Entries shown
---*---

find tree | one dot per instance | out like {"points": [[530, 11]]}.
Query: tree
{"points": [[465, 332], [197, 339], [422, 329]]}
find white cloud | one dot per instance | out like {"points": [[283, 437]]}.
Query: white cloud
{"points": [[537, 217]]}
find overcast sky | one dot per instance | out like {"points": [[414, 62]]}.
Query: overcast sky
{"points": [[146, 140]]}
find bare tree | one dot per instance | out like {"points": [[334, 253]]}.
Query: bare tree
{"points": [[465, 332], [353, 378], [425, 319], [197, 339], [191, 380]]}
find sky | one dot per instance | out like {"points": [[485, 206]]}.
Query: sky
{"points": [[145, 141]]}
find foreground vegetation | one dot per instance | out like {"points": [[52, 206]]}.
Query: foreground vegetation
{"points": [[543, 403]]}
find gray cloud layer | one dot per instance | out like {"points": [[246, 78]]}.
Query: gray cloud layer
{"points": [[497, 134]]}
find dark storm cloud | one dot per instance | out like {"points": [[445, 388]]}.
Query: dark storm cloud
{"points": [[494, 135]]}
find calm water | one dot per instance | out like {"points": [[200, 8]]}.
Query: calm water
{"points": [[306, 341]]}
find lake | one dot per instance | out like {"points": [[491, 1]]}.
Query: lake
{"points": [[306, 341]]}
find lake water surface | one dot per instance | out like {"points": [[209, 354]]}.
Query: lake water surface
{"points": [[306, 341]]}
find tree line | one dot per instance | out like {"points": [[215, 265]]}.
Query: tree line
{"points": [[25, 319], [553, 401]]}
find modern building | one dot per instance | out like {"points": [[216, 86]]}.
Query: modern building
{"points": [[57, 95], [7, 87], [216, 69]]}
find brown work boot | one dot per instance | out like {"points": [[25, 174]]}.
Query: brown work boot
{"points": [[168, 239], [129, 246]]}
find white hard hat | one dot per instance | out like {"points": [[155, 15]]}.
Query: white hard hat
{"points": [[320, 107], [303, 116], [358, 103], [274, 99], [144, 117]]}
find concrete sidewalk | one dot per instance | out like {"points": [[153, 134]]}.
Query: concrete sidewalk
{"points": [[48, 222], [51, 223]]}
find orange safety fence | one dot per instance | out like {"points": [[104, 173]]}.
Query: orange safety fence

---*---

Reproduce the part that opens with the line containing "find sky | one" and runs through the last line, requests included, offsetting every point coordinate in the answers by +74. Give only those lines.

The result
find sky | one dot per instance | out like {"points": [[485, 206]]}.
Query: sky
{"points": [[219, 215]]}
find foreground vegetation | one dot per instance | out like {"points": [[52, 206]]}.
Query: foreground vegetation
{"points": [[617, 477]]}
find gray cloud layer | one dot per instance | out like {"points": [[246, 78]]}.
Query: gray cloud layer
{"points": [[571, 208]]}
find dark storm cloud | one dot per instance | out like {"points": [[445, 388]]}.
Query: dark storm cloud
{"points": [[568, 209]]}
find calm water | one dot per instance | out like {"points": [[200, 8]]}.
Query: calm water
{"points": [[380, 415]]}
find lake | one dot per instance | out like {"points": [[491, 1]]}.
Query: lake
{"points": [[380, 415]]}
find lake water surface | one dot per instance | out like {"points": [[209, 354]]}.
Query: lake water surface
{"points": [[380, 415]]}
find tree line | one dot per instance | out like {"points": [[215, 265]]}.
Query: tree line
{"points": [[99, 393], [627, 475]]}
find modern building | one dot per instance | out like {"points": [[216, 86]]}.
Query: modern building
{"points": [[131, 169], [81, 161], [290, 143]]}
find brown work boot | one dot per instance | out like {"points": [[25, 174]]}.
Query: brown work boot
{"points": [[242, 313], [203, 320]]}
find white hard hat | one dot per instance | out like {"points": [[155, 15]]}.
Query: white hard hat
{"points": [[394, 181], [377, 190], [432, 177], [348, 173], [218, 191]]}
find concrete sidewalk | one dot per instance | out like {"points": [[153, 134]]}.
Query: concrete sidewalk
{"points": [[122, 296], [125, 297]]}
find orange safety fence | one dot per instance | out like {"points": [[104, 173]]}.
Query: orange safety fence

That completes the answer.